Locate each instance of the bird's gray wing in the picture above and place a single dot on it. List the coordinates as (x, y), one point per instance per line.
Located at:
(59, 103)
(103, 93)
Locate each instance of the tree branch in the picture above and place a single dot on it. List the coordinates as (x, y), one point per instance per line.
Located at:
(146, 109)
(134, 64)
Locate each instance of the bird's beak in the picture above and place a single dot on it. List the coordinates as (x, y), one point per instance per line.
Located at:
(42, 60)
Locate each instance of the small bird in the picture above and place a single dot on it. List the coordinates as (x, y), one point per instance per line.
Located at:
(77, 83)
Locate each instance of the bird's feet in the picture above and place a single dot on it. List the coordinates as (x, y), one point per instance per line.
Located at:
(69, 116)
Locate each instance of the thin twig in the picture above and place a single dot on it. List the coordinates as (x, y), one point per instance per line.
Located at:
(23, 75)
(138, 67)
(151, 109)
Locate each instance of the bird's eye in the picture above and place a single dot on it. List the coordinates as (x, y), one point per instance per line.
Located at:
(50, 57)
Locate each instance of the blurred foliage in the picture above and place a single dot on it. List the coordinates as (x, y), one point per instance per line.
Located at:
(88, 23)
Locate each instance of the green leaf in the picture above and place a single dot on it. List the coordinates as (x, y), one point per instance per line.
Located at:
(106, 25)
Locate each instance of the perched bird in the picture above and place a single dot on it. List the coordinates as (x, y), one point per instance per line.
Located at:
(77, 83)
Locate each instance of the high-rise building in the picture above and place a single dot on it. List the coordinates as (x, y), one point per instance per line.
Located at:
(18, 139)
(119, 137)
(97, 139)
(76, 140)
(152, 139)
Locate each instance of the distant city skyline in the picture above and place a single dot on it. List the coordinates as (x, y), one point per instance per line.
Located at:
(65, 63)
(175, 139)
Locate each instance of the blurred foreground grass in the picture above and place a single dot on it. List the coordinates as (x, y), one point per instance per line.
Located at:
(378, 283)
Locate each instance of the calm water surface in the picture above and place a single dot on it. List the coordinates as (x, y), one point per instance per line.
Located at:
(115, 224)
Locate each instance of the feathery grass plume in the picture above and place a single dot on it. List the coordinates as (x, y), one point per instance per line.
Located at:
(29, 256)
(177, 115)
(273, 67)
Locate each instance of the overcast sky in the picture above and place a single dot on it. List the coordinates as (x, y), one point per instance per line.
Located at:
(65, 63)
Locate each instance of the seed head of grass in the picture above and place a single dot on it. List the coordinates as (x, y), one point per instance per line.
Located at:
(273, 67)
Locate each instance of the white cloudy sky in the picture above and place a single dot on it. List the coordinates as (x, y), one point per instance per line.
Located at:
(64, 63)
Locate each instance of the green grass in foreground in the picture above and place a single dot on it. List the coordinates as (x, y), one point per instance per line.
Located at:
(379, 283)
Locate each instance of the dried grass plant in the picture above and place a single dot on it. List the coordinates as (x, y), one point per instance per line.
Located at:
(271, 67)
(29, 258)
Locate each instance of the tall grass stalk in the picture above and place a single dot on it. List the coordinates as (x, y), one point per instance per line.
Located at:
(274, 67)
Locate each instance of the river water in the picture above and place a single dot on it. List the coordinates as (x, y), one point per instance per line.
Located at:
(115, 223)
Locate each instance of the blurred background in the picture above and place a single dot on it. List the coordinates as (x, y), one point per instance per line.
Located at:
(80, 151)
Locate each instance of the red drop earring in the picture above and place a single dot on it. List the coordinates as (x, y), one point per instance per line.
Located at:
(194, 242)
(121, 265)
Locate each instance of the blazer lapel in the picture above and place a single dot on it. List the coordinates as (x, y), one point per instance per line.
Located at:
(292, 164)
──────────
Request: Express all of the material above as a two-column CSV with the headers instruction and answer, giving one row per instruction alongside its answer. Put each value in a single quoted field, with line breaks turned into spaces.

Finished answer:
instruction,answer
"Locate each instance of the bird's gray wing in the picture above and place a single dot on it. List the coordinates as (x, y), one point per instance per line. Located at:","(59, 103) (103, 93)"
"Locate each instance of the tree branch in the picture above and place a single dot on it. List the coordinates as (x, y), one point per instance per line. Located at:","(146, 109) (134, 64)"
"Locate each instance of the bird's beak in the picture above and place a single dot on it. List the coordinates as (x, y), one point per instance per line. Located at:","(42, 60)"
"Locate each instance of the small bird in the picture above and place a single dot on it. List the coordinates as (x, y), one point per instance per line. Located at:","(77, 83)"
"Locate each instance of the bird's feet in the picture above and place a single dot on it. List the coordinates as (x, y), one point per instance per line. Located at:","(69, 116)"
"Locate each instance of the thin twig in the picture above and place a single dot on it. List the coordinates as (x, y), one point per instance per line. Located at:","(23, 75) (138, 67) (151, 109)"
"Locate each instance of the bird's eye in the picture above and place a single dot on it. List the coordinates as (x, y), one point per instance per line. Located at:","(50, 57)"
"Locate each instance of the blurred foliage in the picture above and place a single dot on it. List the coordinates as (x, y), one point per instance per line. Located at:","(88, 23)"
"Locate each instance of the green leaf in the picture above and place a single dot on it. List the coordinates as (x, y), one point per instance per line. Located at:","(106, 25)"
"Locate each instance of the perched bird in the picture above and place a single dot on it. List the coordinates as (x, y), one point per instance per line. Located at:","(77, 83)"
"Locate each instance of the high-rise building in the picture above and place a single dot on it. List the coordinates as (x, y), one point per instance per line. Located at:","(18, 139) (119, 137) (97, 139) (76, 140) (152, 139)"
"Locate each instance of the distant city skyline in the picture above and place a single dot on it. List the coordinates as (x, y), one point per instance per line. Located at:","(65, 63) (175, 139)"
"Locate each instance of the blurred foreground grass in the picture above and place a single dot on it. List the coordinates as (x, y), one point per instance per line. Located at:","(378, 283)"
"Locate each instance of the calm water surface in the picture above and place a single dot on it. List the coordinates as (x, y), one point per instance per line. Located at:","(115, 224)"
"Locate each instance of the feathery grass plume in the picture above and place a single dot on it. List the coordinates as (x, y), one point per instance per line. Located at:","(29, 256) (177, 115) (273, 67)"
"Locate each instance of the overcast sky in the picture above and place a single dot on it. List the coordinates as (x, y), one point per instance per line. Located at:","(65, 63)"
"Locate each instance of the seed head of grass in the picture above and place a single dot on it. List the coordinates as (x, y), one point per instance per line. Located at:","(273, 67)"
"Locate each instance of the white cloudy sky in the picture above and place a single dot on it. List the coordinates as (x, y), one point per instance per line. Located at:","(64, 63)"
"Locate each instance of the green grass in foreground in the picture above and place a single dot on it. List the coordinates as (x, y), one point per instance per line. Located at:","(379, 283)"
"Locate each instance of the dried grass plant in the picture above and place a single dot on it. List the coordinates as (x, y), one point per instance per line. Located at:","(271, 67) (29, 258)"
"Locate each instance of the tall grass stalk in the picture above and place a single dot on it. List the coordinates as (x, y), one point per instance per line. Located at:","(274, 67)"
"Locate each instance of the river water in the picture above and place a single dot on it. List the coordinates as (x, y), one point per instance per line. Located at:","(115, 223)"
"Locate each instance of the blurred background in the picture above and place a single dot on it. List the coordinates as (x, y), one point per instance per line. Located at:","(80, 151)"
"Locate each instance of the red drop earring in the picture above and place a single dot on it. List the coordinates as (x, y), one point per instance per line. Located at:","(194, 242) (121, 265)"
"Locate each instance of the blazer lapel in the picture above and place a single dot on it. List the coordinates as (x, y), one point per instance per line. Located at:","(292, 164)"